**TEXT SHOWN:**
_ _ _ _

The Lord taught authentic prayer in the Sermon on the Mount. The disciples asked him: “Teach us to pray,” and Christ gave the gift of the Our Father.
All prayer comes from three forms--request, offering, praise. We find all three in the Lord's Prayer: “Give us this day our daily bread”, “forgive us our trespasses”, “deliver us from evil”; then, “thy will be done on earth as it is in heaven”, “thy kingdom come”, which means “Accept the offering of our lives for this end; accept our pardon of others and make us thy servants and thy witnesses.” Finally, “Hallowed be thy name”; “for thine is the kingdom, the power and the glory.”
St. Basil in his Monastic Constitutions advises: “Begin to say humbly: `I am a sinner; I give you thanks, Lord, for having patiently borne with me...' Then ask for the reign of God and then for respectable things, and do not cease until you have obtained them.”
We can recognize these three forms in the responses to liturgical litanies. In the story of a tanner who learned humility from St.
Anthony, in the description of his prayer, we see he followed them exactly and thus showed how these forms become a state of prayer sanctifying all moments, even for those who do not have any particular time for prayer at their disposal. In the morning this workman presented all the inhabitants of Alexandria to God, saying “Have pity on us sinners.” During the day, his soul did not cease to think of his work as an offering: “For thee, Lord.” In the evening, being very happy that he had been kept in life, he could say only: “Glory to thee.”
Among the faithful Jews, the law was graven on their hearts, always present before their eyes, written on their hands. Their entire being was thus structured by the law; their gaze recognized the law in the life of the world, the creation of divine wisdom; and finally the law was accomplished by their hands, by their everyday acts.
Prayer follows the same universalism; everything is sanctified and blessed by it; everything becomes one of its forms. This is the prayerful conception of life where the most humble labor of a workman and the creation of a genius are equally entitled to be an offering before the face of God, and are received as a task given by the Father.
For the spiritual life it is also a decisive passage from “Jesus before the eyes” to “Jesus in the heart” according to the hesychastic tradition of Jesus' prayer.

_ _ _ _

**STUDY MATERIAL:**
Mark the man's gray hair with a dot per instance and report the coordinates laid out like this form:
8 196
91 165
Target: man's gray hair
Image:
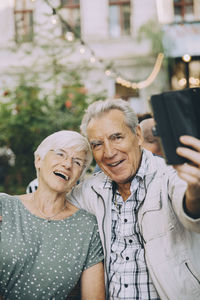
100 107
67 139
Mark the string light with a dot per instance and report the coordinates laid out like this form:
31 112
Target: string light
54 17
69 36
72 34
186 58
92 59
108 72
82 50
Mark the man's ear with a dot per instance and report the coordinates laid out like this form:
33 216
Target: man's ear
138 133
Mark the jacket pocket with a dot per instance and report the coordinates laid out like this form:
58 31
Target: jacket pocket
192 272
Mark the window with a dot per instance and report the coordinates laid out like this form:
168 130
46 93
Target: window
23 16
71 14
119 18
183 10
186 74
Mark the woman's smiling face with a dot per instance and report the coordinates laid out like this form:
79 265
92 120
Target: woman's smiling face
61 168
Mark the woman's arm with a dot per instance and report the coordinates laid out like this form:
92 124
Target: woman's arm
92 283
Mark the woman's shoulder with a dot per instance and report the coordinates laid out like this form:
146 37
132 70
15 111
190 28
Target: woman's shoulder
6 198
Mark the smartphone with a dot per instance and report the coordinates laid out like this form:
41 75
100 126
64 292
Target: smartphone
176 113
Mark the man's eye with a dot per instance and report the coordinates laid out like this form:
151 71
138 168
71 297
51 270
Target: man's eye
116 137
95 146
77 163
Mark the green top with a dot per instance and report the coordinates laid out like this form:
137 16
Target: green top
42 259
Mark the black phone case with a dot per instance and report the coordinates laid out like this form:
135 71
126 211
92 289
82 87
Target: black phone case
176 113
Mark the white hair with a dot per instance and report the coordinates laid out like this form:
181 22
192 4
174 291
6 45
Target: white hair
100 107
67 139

_ _ _ _

**DESCRIPTION OF THE TASK:**
For each statement below, say yes or no as to whether it agrees with the text on prayer, and quote the text's deciding words: (a) The disciples asked Christ to teach them to pray. (b) The tanner said "Glory to thee" in the morning. (c) St. Basil gives his advice on prayer in his Monastic Constitutions.

**EXERCISE RESPONSE:**
(a) Yes: "The disciples asked him: “Teach us to pray,” and Christ gave the gift of the Our Father."
(b) No: "In the evening, being very happy that he had been kept in life, he could say only: “Glory to thee.”"
(c) Yes: "St. Basil in his Monastic Constitutions advises"